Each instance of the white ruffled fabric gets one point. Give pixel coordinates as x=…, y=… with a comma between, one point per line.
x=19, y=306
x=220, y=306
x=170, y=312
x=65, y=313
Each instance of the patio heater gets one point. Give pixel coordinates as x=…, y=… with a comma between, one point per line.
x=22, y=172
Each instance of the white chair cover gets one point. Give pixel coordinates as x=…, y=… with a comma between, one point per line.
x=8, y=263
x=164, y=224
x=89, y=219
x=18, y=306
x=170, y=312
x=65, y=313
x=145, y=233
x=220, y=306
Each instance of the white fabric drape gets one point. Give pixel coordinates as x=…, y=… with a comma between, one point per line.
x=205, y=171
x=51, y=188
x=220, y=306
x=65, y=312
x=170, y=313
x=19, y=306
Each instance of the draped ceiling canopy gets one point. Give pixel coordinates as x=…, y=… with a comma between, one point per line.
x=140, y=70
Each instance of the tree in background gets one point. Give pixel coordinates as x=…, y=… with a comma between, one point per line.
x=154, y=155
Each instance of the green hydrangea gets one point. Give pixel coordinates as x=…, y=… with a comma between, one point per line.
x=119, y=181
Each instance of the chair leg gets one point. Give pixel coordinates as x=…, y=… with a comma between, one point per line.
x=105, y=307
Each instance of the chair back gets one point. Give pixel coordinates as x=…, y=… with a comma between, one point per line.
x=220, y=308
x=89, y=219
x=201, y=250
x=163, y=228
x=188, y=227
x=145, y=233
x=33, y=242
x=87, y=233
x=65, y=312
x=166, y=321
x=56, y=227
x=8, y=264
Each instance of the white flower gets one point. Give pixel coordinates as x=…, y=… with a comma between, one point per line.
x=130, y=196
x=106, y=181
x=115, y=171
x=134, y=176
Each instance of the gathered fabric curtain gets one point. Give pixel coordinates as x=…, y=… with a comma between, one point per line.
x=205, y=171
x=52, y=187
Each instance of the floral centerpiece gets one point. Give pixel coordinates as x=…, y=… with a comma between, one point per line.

-=-=-=-=-

Rewrite every line of the records above as a JSON list of strings, one string per line, leaving out any blank lines.

[
  "Each instance of the white ruffled fabric gets one point. Give pixel coordinates as x=…, y=… with a comma between, one point per line.",
  "x=19, y=306",
  "x=220, y=306",
  "x=170, y=312",
  "x=65, y=313",
  "Each instance of the patio heater gets one point. Give pixel coordinates as x=…, y=… with a comma between, one point per line.",
  "x=22, y=172",
  "Each instance of the white chair cover gets one point. Give pixel coordinates as x=…, y=… with a comma between, one point per line.",
  "x=8, y=263",
  "x=164, y=224",
  "x=89, y=219",
  "x=18, y=306",
  "x=170, y=312",
  "x=65, y=313",
  "x=145, y=233",
  "x=220, y=306",
  "Each instance of the white fabric drape gets one point. Give pixel coordinates as x=…, y=… with a comma between, one point per line.",
  "x=205, y=171",
  "x=51, y=188",
  "x=220, y=306",
  "x=65, y=312",
  "x=170, y=313",
  "x=19, y=306",
  "Each instance of the draped ceiling canopy gets one point. Give pixel coordinates as x=…, y=… with a comma between, one point per line.",
  "x=140, y=70",
  "Each instance of the tree in background gets one point. Give pixel coordinates as x=…, y=… with a comma between, one point per line.",
  "x=154, y=155",
  "Each instance of the green hydrangea gets one point. Give pixel coordinates as x=…, y=… with a comma between, one point per line.",
  "x=119, y=181",
  "Each instance of the chair leg gets one point. Give pixel coordinates as x=…, y=… with a comma between, one point per line.",
  "x=105, y=307",
  "Each instance of the chair back gets one point. Give pixel coordinates as x=…, y=… with a comma between, one point per line.",
  "x=220, y=308",
  "x=89, y=219",
  "x=201, y=250",
  "x=163, y=228",
  "x=188, y=227",
  "x=145, y=233",
  "x=33, y=242",
  "x=87, y=233",
  "x=65, y=312",
  "x=166, y=321",
  "x=56, y=227",
  "x=8, y=264",
  "Each instance of the white flower gets one point. Give pixel coordinates as x=…, y=… with a comma between, one point per line.",
  "x=130, y=196",
  "x=106, y=181",
  "x=115, y=171",
  "x=134, y=176",
  "Each instance of the gathered fabric curtain gets one point. Give pixel coordinates as x=…, y=… with a comma between, one point per line.",
  "x=205, y=171",
  "x=52, y=187",
  "Each instance of the floral centerpiece gets one point. Give pixel coordinates as x=…, y=… with a comma between, one point per line."
]